### Task requirements
Report, copied in full, each line in the rows below that contains the string "chef". Matching is case-sensitive.

### Provided information
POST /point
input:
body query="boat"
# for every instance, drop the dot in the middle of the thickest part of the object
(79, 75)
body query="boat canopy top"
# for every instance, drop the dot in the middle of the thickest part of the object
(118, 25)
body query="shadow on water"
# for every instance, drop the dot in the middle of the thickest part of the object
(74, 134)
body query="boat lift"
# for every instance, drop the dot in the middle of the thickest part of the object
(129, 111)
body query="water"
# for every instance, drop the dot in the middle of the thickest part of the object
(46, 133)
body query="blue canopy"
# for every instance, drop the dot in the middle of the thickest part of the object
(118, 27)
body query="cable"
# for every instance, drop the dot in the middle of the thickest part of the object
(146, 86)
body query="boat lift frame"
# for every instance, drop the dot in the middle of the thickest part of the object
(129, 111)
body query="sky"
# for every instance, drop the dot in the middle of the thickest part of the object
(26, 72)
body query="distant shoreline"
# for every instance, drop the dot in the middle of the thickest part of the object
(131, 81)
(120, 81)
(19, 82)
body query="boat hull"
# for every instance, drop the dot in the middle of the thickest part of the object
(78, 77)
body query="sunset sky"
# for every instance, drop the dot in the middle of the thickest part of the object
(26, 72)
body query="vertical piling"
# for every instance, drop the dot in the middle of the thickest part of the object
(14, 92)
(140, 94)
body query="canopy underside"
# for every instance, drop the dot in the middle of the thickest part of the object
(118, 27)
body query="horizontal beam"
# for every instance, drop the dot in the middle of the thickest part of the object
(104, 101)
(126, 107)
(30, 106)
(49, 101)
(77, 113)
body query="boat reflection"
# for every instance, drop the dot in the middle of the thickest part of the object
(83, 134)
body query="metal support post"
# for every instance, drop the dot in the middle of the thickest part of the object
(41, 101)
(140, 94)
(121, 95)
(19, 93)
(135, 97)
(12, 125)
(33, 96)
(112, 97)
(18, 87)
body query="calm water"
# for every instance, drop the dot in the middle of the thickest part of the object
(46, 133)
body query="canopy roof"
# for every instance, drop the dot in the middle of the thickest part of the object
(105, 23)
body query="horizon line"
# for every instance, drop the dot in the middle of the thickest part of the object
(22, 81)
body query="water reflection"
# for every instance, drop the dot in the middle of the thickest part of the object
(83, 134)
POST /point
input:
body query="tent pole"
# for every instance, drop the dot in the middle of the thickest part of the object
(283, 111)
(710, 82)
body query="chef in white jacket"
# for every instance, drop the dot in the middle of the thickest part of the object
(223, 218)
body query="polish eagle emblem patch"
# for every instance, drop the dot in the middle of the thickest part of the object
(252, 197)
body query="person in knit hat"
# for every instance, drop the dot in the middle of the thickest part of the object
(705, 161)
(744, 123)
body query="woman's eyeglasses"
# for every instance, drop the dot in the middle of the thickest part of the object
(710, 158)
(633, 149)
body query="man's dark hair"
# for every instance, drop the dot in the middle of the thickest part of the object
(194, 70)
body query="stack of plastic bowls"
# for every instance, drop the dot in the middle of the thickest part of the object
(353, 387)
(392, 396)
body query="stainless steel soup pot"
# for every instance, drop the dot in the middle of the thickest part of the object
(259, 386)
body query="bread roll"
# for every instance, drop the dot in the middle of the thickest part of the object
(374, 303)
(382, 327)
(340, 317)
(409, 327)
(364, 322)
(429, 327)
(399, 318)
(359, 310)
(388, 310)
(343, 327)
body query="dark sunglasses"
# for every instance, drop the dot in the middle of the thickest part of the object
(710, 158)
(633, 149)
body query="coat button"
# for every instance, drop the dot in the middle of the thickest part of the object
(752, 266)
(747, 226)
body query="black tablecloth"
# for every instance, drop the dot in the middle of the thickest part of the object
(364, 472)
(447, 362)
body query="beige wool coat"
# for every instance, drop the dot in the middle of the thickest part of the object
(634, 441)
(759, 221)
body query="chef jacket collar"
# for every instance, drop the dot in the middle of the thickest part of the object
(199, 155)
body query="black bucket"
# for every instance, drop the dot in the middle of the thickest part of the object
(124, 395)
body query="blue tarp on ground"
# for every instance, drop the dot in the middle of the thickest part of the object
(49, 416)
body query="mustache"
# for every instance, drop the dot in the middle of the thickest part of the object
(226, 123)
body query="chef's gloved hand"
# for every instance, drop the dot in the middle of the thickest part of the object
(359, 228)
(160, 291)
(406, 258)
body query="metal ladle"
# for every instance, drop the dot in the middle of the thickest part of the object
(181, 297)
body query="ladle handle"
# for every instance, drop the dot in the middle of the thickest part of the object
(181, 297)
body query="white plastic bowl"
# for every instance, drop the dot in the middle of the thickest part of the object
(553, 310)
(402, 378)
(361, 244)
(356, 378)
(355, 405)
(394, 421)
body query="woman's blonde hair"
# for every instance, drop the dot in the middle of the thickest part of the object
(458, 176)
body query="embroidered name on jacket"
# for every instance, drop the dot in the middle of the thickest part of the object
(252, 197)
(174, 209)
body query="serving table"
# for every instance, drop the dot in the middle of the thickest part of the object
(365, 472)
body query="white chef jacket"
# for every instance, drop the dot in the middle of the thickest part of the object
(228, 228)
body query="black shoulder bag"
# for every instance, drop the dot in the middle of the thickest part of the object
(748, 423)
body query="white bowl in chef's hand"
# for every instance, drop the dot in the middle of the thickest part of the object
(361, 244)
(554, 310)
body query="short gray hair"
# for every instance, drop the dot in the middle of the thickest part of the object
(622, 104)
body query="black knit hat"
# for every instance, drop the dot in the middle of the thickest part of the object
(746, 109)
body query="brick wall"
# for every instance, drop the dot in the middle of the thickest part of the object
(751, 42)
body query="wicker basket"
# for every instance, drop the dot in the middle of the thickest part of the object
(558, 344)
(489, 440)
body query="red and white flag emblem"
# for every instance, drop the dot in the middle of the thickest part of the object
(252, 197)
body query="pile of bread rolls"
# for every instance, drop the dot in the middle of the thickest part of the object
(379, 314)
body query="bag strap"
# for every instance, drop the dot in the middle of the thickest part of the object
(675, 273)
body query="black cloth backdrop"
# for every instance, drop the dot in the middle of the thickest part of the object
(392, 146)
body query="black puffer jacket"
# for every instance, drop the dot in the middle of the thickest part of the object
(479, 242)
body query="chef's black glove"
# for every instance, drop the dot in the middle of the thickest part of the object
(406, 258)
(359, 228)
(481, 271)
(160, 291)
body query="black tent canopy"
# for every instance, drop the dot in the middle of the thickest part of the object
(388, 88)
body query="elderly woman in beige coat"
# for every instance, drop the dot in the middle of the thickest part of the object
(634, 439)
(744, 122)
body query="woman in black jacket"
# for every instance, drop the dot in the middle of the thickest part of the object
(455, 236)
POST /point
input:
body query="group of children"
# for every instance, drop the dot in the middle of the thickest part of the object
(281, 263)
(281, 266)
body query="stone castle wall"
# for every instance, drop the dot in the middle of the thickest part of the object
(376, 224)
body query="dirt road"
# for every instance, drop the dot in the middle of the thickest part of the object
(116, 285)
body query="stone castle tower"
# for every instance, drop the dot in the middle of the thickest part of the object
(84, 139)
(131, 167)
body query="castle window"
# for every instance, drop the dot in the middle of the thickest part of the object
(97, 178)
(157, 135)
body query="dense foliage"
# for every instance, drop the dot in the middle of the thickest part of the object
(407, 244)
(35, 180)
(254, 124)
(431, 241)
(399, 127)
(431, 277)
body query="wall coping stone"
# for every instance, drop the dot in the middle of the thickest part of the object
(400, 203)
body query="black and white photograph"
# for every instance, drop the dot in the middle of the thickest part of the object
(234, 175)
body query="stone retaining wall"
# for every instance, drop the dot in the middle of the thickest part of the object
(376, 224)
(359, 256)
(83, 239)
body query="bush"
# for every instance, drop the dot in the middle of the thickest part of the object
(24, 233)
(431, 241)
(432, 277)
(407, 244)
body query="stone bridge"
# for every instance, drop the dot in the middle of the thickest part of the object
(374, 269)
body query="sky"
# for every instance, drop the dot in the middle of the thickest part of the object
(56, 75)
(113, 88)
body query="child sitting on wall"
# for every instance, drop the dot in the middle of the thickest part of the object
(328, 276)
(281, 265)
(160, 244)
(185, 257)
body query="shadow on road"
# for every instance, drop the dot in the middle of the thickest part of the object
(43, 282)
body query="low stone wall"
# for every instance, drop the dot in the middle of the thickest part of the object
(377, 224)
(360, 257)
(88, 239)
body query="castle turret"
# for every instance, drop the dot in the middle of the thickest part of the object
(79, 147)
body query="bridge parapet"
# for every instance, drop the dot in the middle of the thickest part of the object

### Exercise solution
body query="chef in white jacket"
body query="chef jacket collar"
body query="chef's gloved hand"
body query="white chef jacket"
body query="white bowl in chef's hand"
body query="chef's black glove"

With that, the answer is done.